Source data section start
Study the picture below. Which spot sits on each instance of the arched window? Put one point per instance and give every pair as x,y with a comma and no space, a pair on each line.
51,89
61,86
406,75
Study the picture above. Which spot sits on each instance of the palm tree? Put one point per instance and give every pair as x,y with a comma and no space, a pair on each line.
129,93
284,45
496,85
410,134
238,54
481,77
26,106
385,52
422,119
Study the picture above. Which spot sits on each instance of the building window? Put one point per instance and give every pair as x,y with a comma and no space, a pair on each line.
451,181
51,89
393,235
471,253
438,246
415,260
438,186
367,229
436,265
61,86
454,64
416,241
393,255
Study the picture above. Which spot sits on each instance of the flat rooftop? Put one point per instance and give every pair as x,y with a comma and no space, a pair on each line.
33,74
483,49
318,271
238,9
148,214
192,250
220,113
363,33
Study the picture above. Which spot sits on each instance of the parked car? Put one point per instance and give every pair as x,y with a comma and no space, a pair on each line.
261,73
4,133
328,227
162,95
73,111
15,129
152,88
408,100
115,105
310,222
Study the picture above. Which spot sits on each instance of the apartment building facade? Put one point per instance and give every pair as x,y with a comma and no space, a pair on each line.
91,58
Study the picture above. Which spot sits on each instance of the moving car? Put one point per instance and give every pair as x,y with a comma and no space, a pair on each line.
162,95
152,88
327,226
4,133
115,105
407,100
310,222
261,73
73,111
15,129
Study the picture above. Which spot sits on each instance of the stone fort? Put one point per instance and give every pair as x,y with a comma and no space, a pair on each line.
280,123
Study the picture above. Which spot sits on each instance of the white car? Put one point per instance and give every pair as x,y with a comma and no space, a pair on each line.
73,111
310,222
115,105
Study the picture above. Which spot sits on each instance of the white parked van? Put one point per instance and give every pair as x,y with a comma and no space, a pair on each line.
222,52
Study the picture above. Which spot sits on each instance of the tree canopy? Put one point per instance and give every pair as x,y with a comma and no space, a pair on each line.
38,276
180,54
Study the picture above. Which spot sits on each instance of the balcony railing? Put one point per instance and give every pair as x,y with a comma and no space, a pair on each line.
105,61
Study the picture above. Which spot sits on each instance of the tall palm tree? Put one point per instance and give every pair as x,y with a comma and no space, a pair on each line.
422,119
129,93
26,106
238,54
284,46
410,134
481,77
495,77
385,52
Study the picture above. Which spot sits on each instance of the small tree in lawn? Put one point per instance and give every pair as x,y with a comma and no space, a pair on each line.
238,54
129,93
Source data section end
• **What the task asks**:
Write out the records above exactly as given.

• **Your response**:
Study the picture below. Which spot sits on each instance of the arched window? Put one point per instance and give every pair as x,y with a comma and no space, a pair on each line.
51,89
61,86
406,75
Study the picture above. Which spot sits on each instance of the palm tree? Put one point per instance and give every pair as x,y with a comma and no space, a pair on each line.
129,93
284,45
496,85
410,134
238,54
481,77
26,106
385,52
422,119
Study the picture above. Which spot sits on each instance of the building window? Put one point per instance and give every pair as x,y with a comma and no space, a pair on each line.
451,181
51,89
393,235
471,253
438,246
415,260
438,186
367,229
436,265
61,86
454,64
416,241
393,255
Study the picture above. Which spot sits on each instance of the flat rooftop? Put one point per instance and give every pair as x,y with a comma and no space, a pair on each line.
33,74
483,49
318,271
238,9
148,214
192,250
220,113
363,33
Study the picture above. Which spot sits on each instance of the parked car? Put one point per instance and give every pair as x,y with a comma and no space, a pair on each line.
261,73
4,133
328,227
162,95
73,111
15,129
152,88
408,100
115,105
310,222
Study the picture above. Which spot sits on each instance of the apartment building facade? Put one point per instance and give every pair as x,y with a comma and no space, a pair on each line.
91,58
Study the picture above. Which spot sits on each instance of the moving car? Put one point per instance and give every pair as x,y with a comma and no space, a pair on each line.
162,95
152,88
327,226
4,133
115,105
407,100
310,222
261,73
73,111
15,129
Study the picture above. Which spot sits on each instance of the stone fort? Put one point per instance and give every pair as x,y with a comma and no space, a pair on each line.
280,123
Study the picture above. Which spot sits on each instance of the white car? Put one point per instance and give every pair as x,y with a comma and no space, a pair on each line.
73,111
310,222
115,105
Study the picture above. Which spot sits on each instance of the white parked van? Put one point per instance and give every pair as x,y with a comma and no space, a pair on each line.
222,52
Study the picture above. Which spot sits on each instance of the tree canopy? Put one point per instance and give every pair as x,y with a comma and no space, a pair on each line.
38,276
180,54
Study the picture above. Which spot sits on each instance of the balcony railing? Put one point per instance and give every pair as x,y with a comma and no space, a pair on each line.
105,61
Study the picture above. Which spot sits on each instance of the tall palm tree? Put one point per instance and give every pair as x,y with a comma and no space, a pair on each line.
422,119
129,93
26,106
238,54
284,46
410,134
481,77
495,77
385,52
Study the picture above. Which spot sits on each instance of the small tree in lawn? Put one point per instance and give every pair as x,y with a comma and no space, a pair on each line.
238,54
129,93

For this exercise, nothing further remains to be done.